**Fragmento de página:**
════════

Ofreció la caridad agradables sacrificios en la persona de Abel; dio a Noé un refugio seguro durante el diluvio; fue la fiel compañera de Abraham en todos sus viajes; inspiró a Moisés suave dulzura en medio de las injurias y gran mansedumbre a David en sus tribulaciones. Amortiguó las llamas devoradoras de los tres jóvenes hebreos en el horno y dio valor a los Macabeos en las torturas del fuego.
La caridad fue casta en el matrimonio de Susana, casta con Ana en su viudez y casta con María en su virginidad. Fue causa de santa libertad en Pablo para corregir y de humildad en Pedro para obedecer; humana en los cristianos para arrepentirse de sus culpas, divina en Cristo para perdonárselas. Pero ¿qué elogio puedo ver yo de la caridad, después de haberlo hecho el mismo Señor, enseñándonos por boca de su Apóstol que es la más excelente de todas las virtudes? Mostrándonos un camino de sublime perfección, dice: “Aunque yo hablara las lenguas de los Hombres y los de Ángeles, si no tengo caridad, soy como bronce que suena o címbalo que retiñe. Y aunque tuviera el don de profecía y supiera todos los misterios y toda la ciencia; y aunque tuviera tal fe que trasladar los montes, si no tengo caridad, nada soy. Y aunque distribuyera todos mis bienes entre los pobres, y aunque entregara mi cuerpo para ser quemado, si no tengo caridad, de nada me aprovecha.
La caridad es paciente: es benigna; la caridad no es envidiosa, no obra precipitadamente, no se ensoberbece, no es ambiciosa, no busca su interés, no se irrita, no piensa mal, no se goza con el mal, se alegra con la verdad. Todo lo tolera, todo lo cree, todo lo espera, lo soporta todo. La caridad nunca fenece” (1 Cor 13, 1-8).
¡Cuántos tesoros encierra la caridad! Es el alma de la Escritura, la virtud de las profecías, la salvación de los misterios, el fundamento de la ciencia, el fruto de la fe, la riqueza de los pobres, la vida de los moribundos. ¿Se puede imaginar mayor magnanimidad que la de morir por los impíos, o mayor generosidad que la de amar a los enemigos?

════════

**Filas de datos:**
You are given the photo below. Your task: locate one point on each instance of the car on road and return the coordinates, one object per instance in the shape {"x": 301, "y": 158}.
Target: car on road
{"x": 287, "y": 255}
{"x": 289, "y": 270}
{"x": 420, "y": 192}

════════

**Detalles de la tarea:**
Retoma el texto sobre la caridad y continúalo a partir de su última oración.

**Problema resuelto:**
La caridad es la única que no se entristece por la felicidad ajena, porque no es envidiosa. Es la única que no sufre el remordimiento de la mala conciencia, porque no obra irreflexivamente. La caridad permanece tranquila en los insultos; en medio del odio hace el bien; en la cólera tiene calma; en los artificios de los enemigos es inocente y sencilla; gime en las injusticias y se expansiona con la verdad.
Imagina, si puedes, una cosa con más fortaleza que la caridad, no para vengar injurias, sino más bien para restañarlas. Imagina una cosa más fiel, no por vanidad, sino por motivos sobrenaturales, que miran a la vida eterna. Porque todo lo que sufre en la vida presente es porque cree con firmeza en lo que está revelado de la vida futura: si tolera los males, es porque espera los bienes que Dios promete en el cielo; por eso la caridad no se acaba nunca.
Busca, pues, la caridad, y meditando santamente en ella, procura producir frutos de santidad. Y todo cuanto encuentres de más excelente en ella y que yo no haya notado, que se manifieste en tus costumbres.
(Tomado de: José Antonio Loarte, El tesoro de los Padres, Rialp, Madrid 1998, pags. 229-230)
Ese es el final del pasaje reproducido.